Photo-based referring expression data:
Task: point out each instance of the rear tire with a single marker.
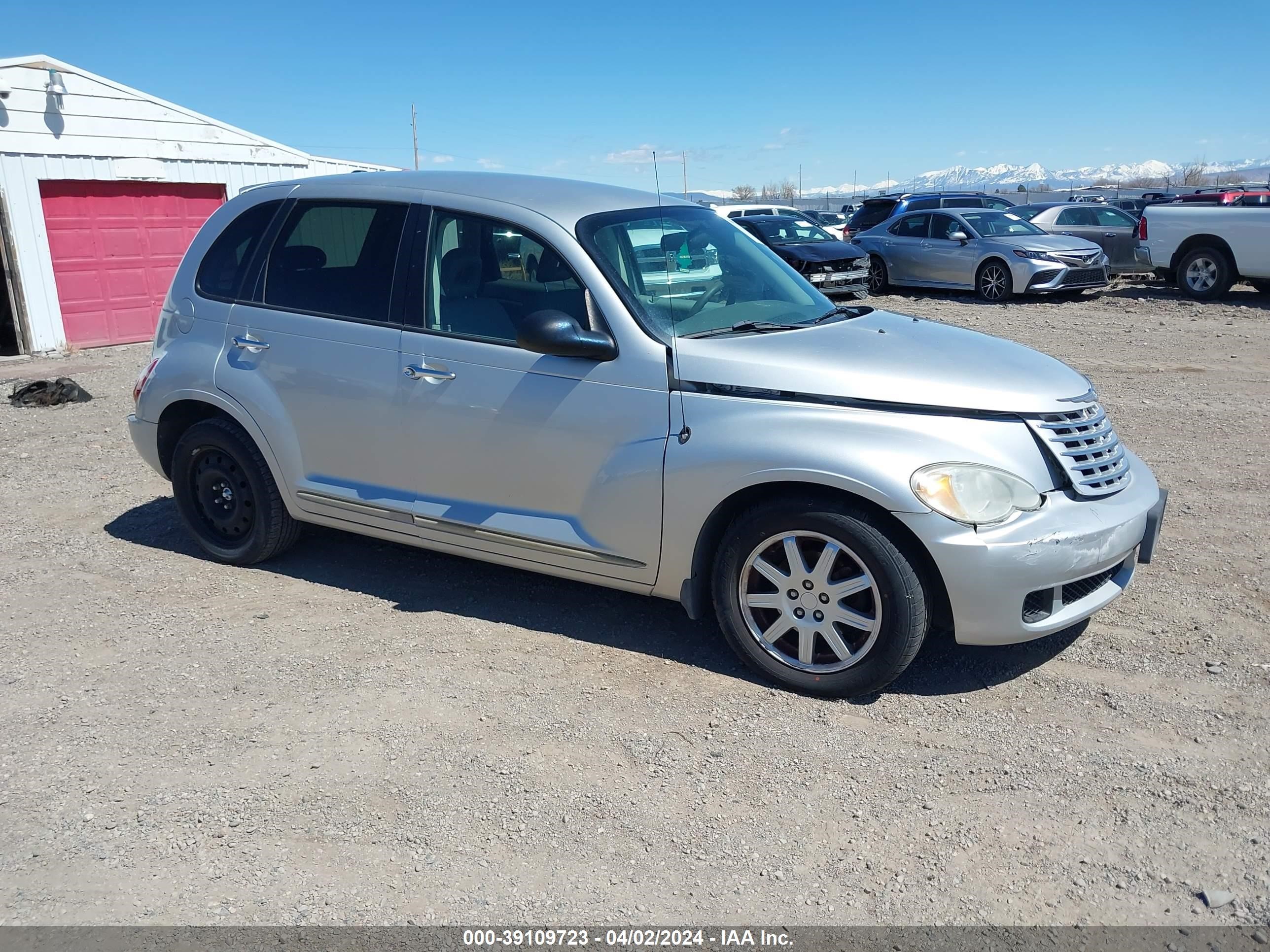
(995, 283)
(1204, 274)
(878, 281)
(226, 495)
(865, 601)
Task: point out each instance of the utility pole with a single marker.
(415, 135)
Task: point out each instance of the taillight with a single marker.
(144, 378)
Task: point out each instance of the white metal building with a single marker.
(102, 188)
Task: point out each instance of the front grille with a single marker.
(1079, 589)
(1085, 276)
(1086, 447)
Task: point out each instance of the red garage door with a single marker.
(116, 247)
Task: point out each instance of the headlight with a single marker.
(975, 494)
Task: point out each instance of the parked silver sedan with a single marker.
(995, 253)
(1112, 229)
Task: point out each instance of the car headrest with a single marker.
(300, 258)
(460, 273)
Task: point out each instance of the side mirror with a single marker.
(558, 334)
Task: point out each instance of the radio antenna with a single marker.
(675, 349)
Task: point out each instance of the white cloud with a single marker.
(642, 155)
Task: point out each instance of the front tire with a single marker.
(878, 281)
(995, 283)
(1204, 274)
(226, 495)
(816, 597)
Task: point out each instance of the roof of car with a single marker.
(564, 201)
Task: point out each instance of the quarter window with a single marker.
(221, 272)
(336, 258)
(911, 226)
(486, 276)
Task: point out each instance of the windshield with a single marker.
(689, 271)
(872, 214)
(788, 232)
(996, 224)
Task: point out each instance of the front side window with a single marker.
(944, 226)
(486, 276)
(1000, 224)
(336, 258)
(912, 226)
(221, 272)
(685, 272)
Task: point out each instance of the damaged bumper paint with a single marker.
(989, 573)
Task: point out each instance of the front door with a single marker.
(313, 354)
(546, 460)
(951, 262)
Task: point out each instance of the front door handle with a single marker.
(416, 373)
(250, 344)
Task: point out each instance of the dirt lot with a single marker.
(361, 733)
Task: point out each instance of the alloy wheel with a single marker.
(1202, 274)
(992, 282)
(811, 602)
(223, 495)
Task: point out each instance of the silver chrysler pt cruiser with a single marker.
(591, 382)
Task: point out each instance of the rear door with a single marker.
(902, 248)
(1119, 234)
(949, 262)
(314, 357)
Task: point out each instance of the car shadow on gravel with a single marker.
(418, 580)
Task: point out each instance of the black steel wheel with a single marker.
(226, 495)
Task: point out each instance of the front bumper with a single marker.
(1035, 277)
(989, 573)
(145, 439)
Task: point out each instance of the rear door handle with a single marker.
(416, 373)
(250, 344)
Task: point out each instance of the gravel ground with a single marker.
(361, 733)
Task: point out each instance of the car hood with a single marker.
(818, 252)
(887, 358)
(1047, 243)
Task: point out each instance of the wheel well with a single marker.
(1213, 241)
(176, 419)
(695, 592)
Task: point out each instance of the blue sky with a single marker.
(750, 89)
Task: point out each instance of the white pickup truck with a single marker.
(1207, 248)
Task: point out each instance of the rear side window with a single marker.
(221, 272)
(336, 258)
(872, 214)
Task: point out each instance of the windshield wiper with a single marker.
(744, 328)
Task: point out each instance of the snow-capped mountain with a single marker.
(1004, 174)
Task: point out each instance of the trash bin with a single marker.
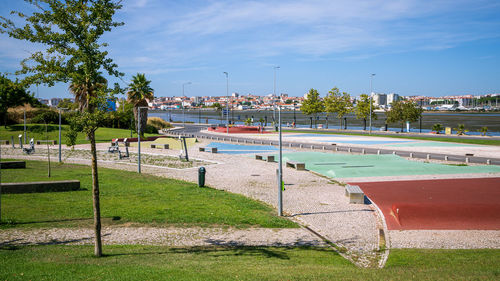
(201, 176)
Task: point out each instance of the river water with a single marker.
(472, 121)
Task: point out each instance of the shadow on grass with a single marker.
(264, 251)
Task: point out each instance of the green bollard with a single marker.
(201, 176)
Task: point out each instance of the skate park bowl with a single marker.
(339, 165)
(441, 204)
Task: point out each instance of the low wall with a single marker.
(13, 165)
(40, 186)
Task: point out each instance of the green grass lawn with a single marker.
(483, 141)
(238, 263)
(37, 131)
(128, 197)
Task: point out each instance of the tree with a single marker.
(312, 104)
(403, 111)
(437, 128)
(139, 92)
(71, 31)
(337, 103)
(362, 109)
(12, 94)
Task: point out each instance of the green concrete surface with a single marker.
(431, 144)
(337, 165)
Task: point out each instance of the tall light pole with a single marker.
(371, 99)
(182, 103)
(274, 93)
(60, 133)
(139, 138)
(227, 101)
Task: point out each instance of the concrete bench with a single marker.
(268, 158)
(13, 165)
(296, 165)
(53, 142)
(209, 149)
(162, 146)
(355, 194)
(40, 186)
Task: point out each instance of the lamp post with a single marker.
(371, 100)
(60, 133)
(182, 104)
(274, 93)
(139, 138)
(227, 101)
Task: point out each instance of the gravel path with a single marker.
(175, 237)
(310, 199)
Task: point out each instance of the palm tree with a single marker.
(139, 92)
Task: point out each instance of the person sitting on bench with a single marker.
(31, 149)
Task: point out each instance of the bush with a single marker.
(158, 123)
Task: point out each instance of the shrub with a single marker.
(158, 123)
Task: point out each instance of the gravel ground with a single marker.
(175, 237)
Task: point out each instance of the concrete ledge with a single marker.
(13, 165)
(40, 186)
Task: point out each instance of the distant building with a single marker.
(392, 97)
(53, 102)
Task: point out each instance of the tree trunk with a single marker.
(95, 198)
(144, 118)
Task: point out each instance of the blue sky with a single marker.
(431, 48)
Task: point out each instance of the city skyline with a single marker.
(416, 48)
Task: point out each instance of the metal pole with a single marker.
(59, 135)
(139, 139)
(371, 99)
(227, 101)
(25, 125)
(280, 180)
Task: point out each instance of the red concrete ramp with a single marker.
(438, 204)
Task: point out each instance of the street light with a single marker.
(371, 99)
(139, 138)
(227, 101)
(182, 104)
(274, 93)
(60, 132)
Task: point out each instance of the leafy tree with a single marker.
(362, 109)
(437, 128)
(403, 111)
(312, 104)
(337, 103)
(12, 94)
(71, 31)
(461, 129)
(139, 92)
(67, 103)
(483, 131)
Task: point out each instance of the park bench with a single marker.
(209, 149)
(114, 147)
(51, 142)
(125, 155)
(297, 165)
(163, 145)
(41, 186)
(355, 194)
(268, 158)
(13, 165)
(31, 148)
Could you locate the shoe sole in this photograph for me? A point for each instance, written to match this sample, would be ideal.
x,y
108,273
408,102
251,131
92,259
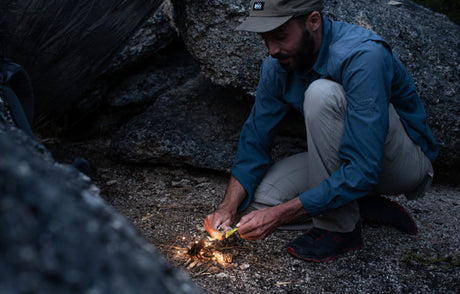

§ Your assignment: Excluding the images, return each record above precisely as written.

§ Output for this exercise:
Task: point out each instance of the rear tire with a single marker.
(995, 283)
(1204, 274)
(878, 281)
(226, 495)
(865, 601)
Task: point out each instance of the utility pole with a single marker.
(415, 135)
Task: point out each instance of the taillight with a single marker.
(144, 378)
Task: point out each instance of the white metal building with a single marker.
(102, 188)
Task: point out each instance of the front grille with a single marker.
(1079, 589)
(1085, 276)
(1086, 447)
Task: point out each instance of the red garage door with a single marker.
(116, 247)
Task: point out each instance of the headlight with a single marker.
(975, 494)
Task: point out each instance of the parked silver sedan with a single marker.
(995, 253)
(1112, 229)
Task: point out each instance of the car headrest with a single marker.
(300, 258)
(460, 273)
Task: point out each instance of the side mirror with a single marker.
(558, 334)
Task: point out each instance of the radio antenna with a single marker.
(675, 349)
Task: point out each instance of the white cloud with a single marker.
(642, 155)
Task: point out each instance of the front tire with a single marker.
(878, 281)
(995, 283)
(1204, 274)
(226, 495)
(816, 597)
Task: point out each instance of the roof of car with a single marker.
(564, 201)
Task: point out each instance of the quarter window with a single marker.
(221, 272)
(336, 258)
(911, 226)
(486, 276)
Task: point out each instance of the windshield with a single marker.
(689, 271)
(872, 214)
(788, 232)
(996, 224)
Task: point out each instance of the front side window with a single marker.
(944, 226)
(486, 276)
(1000, 224)
(336, 258)
(912, 226)
(221, 272)
(685, 272)
Task: point out each instance of the damaged bumper paint with a single marker.
(989, 573)
Task: point out each instance of the front door with a single marker.
(313, 354)
(546, 460)
(951, 262)
Task: point out each instance of the front door handle with a single marker.
(416, 373)
(250, 344)
Task: point out each instance of the dirt lot with a single marker.
(361, 733)
Task: point out each instance of the alloy wheel with a single marker.
(1202, 274)
(992, 282)
(811, 602)
(223, 495)
Task: point out each instance of the silver chrysler pt cruiser with a single marker.
(591, 382)
Task: point out each instance of the rear door with a single marker.
(902, 248)
(1119, 234)
(949, 262)
(314, 357)
Task: point out each instance of the car shadow on gravel with a single marker.
(418, 580)
Task: point out each instance of the black steel wheel with a single marker.
(226, 495)
Task: point out each instance of the front bumper with a single marker.
(1035, 277)
(989, 573)
(145, 439)
Task: point out each instance of the rear door handle with a single marker.
(416, 373)
(250, 344)
Task: point out each instance of the gravel ground with a single marker.
(361, 733)
Task: point out each instance of the car hood with a single marker.
(818, 252)
(887, 358)
(1047, 243)
Task: point out each instance of the wheel well with a single marker.
(1213, 241)
(176, 419)
(695, 592)
Task: point out each instance of the blue sky with a single marker.
(750, 89)
Task: point out each instance of the white pickup truck with a single marker.
(1207, 248)
Task: point out each instance of the rear side window with a single marker.
(221, 272)
(336, 258)
(872, 214)
Task: point out each instance of the windshield wiper with a single marker.
(744, 328)
Task: point out each instance of the snow-capped mountain with a single marker.
(1004, 174)
Task: point out each instance of the trash bin with a single marker.
(201, 176)
Task: point out each instance of the river water with a single marker.
(472, 121)
Task: point out each instance of the shadow on grass with a single marker.
(264, 251)
Task: point out each instance of the green bollard with a single marker.
(201, 176)
Task: point out each instance of the skate park bowl with a single marker.
(339, 165)
(441, 204)
Task: point out each instance of the low wall with a single marker.
(13, 165)
(40, 186)
Task: point out each instance of the green grass lawn with a single marker.
(483, 141)
(238, 263)
(37, 131)
(128, 197)
Task: point out each instance of the tree with a single marker.
(312, 104)
(403, 111)
(437, 128)
(139, 92)
(71, 31)
(337, 103)
(362, 109)
(12, 94)
Task: point out each instance of the green concrete surface with a single marker.
(431, 144)
(337, 165)
Task: point out each instance of the tall light pole with a single marker.
(371, 99)
(182, 103)
(274, 93)
(60, 133)
(139, 138)
(227, 101)
Task: point out each instance of the concrete bench with a single marker.
(268, 158)
(13, 165)
(296, 165)
(53, 142)
(209, 149)
(162, 146)
(355, 194)
(40, 186)
Task: point out each instance of the lamp post with a single marker.
(371, 100)
(60, 133)
(182, 104)
(274, 93)
(139, 138)
(227, 101)
Task: point out each instance of the gravel path with a single marker.
(175, 237)
(310, 199)
Task: point out each instance of the palm tree with a single marker.
(139, 92)
Task: point out each instance of the person sitting on bench with a single marker.
(31, 149)
Task: point out each instance of the bush with a single marker.
(158, 123)
Task: point out each instance of the shrub with a single marker.
(158, 123)
Task: point out each instance of the gravel ground with a single marker.
(175, 237)
Task: point out each instance of the concrete ledge with a single marker.
(13, 165)
(40, 186)
Task: point out each instance of the distant building with a single marker.
(392, 97)
(53, 102)
Task: point out each instance of the tree trunk with a single marker.
(95, 198)
(144, 118)
Task: point out each instance of the blue sky with a single marker.
(431, 48)
Task: point out each instance of the city skyline with a single marker.
(416, 48)
Task: point out each instance of the metal pole with a single marker.
(59, 135)
(139, 139)
(371, 99)
(227, 101)
(25, 125)
(280, 180)
Task: point out each instance of the red concrete ramp with a single marker.
(438, 204)
Task: point out each instance of the street light with a single marker.
(371, 99)
(139, 138)
(227, 101)
(182, 104)
(274, 93)
(60, 132)
Task: point out each instance of the leafy tree with a single marker.
(362, 109)
(437, 128)
(403, 111)
(312, 104)
(337, 103)
(12, 94)
(71, 31)
(461, 129)
(139, 92)
(67, 103)
(483, 131)
Task: point out each instance of the park bench with a single marker.
(209, 149)
(114, 147)
(51, 142)
(125, 155)
(297, 165)
(163, 145)
(41, 186)
(355, 194)
(268, 158)
(13, 165)
(31, 148)
Could you locate the shoe sole in this photograph for me? A point for each instance, written to match this sample, would be ideal.
x,y
108,273
408,102
251,131
92,259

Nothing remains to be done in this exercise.